• Goal of the exercise: Write out all the entries word for word and omit any pictures.

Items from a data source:

▼

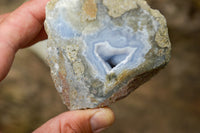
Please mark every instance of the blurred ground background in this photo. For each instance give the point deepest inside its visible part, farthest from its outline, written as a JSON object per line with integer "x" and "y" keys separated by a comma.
{"x": 168, "y": 103}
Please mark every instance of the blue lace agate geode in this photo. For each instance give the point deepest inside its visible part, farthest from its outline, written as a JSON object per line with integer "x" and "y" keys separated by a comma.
{"x": 101, "y": 50}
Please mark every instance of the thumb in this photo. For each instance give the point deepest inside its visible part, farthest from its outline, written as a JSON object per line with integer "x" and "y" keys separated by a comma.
{"x": 82, "y": 121}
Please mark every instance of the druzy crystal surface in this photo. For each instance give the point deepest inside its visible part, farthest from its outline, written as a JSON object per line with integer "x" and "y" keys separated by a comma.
{"x": 101, "y": 50}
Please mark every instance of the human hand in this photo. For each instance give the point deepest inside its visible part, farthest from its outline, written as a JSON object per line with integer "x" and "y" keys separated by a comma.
{"x": 24, "y": 27}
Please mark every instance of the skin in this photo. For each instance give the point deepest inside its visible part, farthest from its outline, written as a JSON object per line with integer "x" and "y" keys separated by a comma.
{"x": 24, "y": 27}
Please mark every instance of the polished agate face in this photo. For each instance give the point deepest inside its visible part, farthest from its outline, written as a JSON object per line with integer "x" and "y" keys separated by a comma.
{"x": 97, "y": 49}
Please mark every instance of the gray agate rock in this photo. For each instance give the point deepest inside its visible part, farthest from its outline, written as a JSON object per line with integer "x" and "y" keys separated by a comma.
{"x": 101, "y": 50}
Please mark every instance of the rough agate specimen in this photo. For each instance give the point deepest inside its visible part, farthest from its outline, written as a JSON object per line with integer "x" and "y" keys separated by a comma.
{"x": 101, "y": 50}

▲

• Reply to the task:
Please mark every instance of the blurred ground background in this photo. For each instance give the point deepest inside its visible part, farthest from its outline, written as a JSON object per line with integer "x" and "y" keys separated by a comma.
{"x": 168, "y": 103}
Please mark every instance of the blue lace agate geode in this photo. For each instance give the point deepest inside its visible part, farthest from its outline, written as a JSON object per line with integer "x" and "y" keys separated by a comma.
{"x": 101, "y": 50}
Please mark every instance of the thumb in this photo. For each instance give the point deepest inside its visible part, farthest from its outline, written as a JSON object per line with integer "x" and "y" keys separated by a comma.
{"x": 82, "y": 121}
Please mark every instance of the druzy crystal surface in this photo. For each instance give the point deepest inside its visible part, farthest from its outline, written as a JSON object per line with integer "x" and "y" keys separated by a comma.
{"x": 101, "y": 50}
Please mark every instance of the human hand in this photo. For each instance give the point deepest inside its visible part, farthest from its outline, written as a JSON object per line with integer "x" and "y" keys separated by a comma.
{"x": 24, "y": 27}
Please mark every instance of the skin in this photo. For each instance give the point deepest inside its visible part, farthest from its outline, written as a JSON object per line with integer "x" and "y" keys separated by a comma.
{"x": 24, "y": 27}
Please mark every instance of the polished agate face in this photo. For each instance give the point deepest inside its visible part, farthest from its outline, written as a JSON object per line with integer "x" and "y" keys separated by a comma.
{"x": 97, "y": 49}
Please mark every instance of the gray agate rock in this photo. For each instance give the point deepest inside its visible part, farthest from its outline, written as a JSON object per line with integer "x" and "y" keys separated by a comma.
{"x": 101, "y": 50}
Please mark every instance of the rough agate specimen in this photo. For each instance give the point deepest inside its visible part, farthest from its outline, written as a JSON object per line with integer "x" and "y" keys separated by a comma.
{"x": 101, "y": 50}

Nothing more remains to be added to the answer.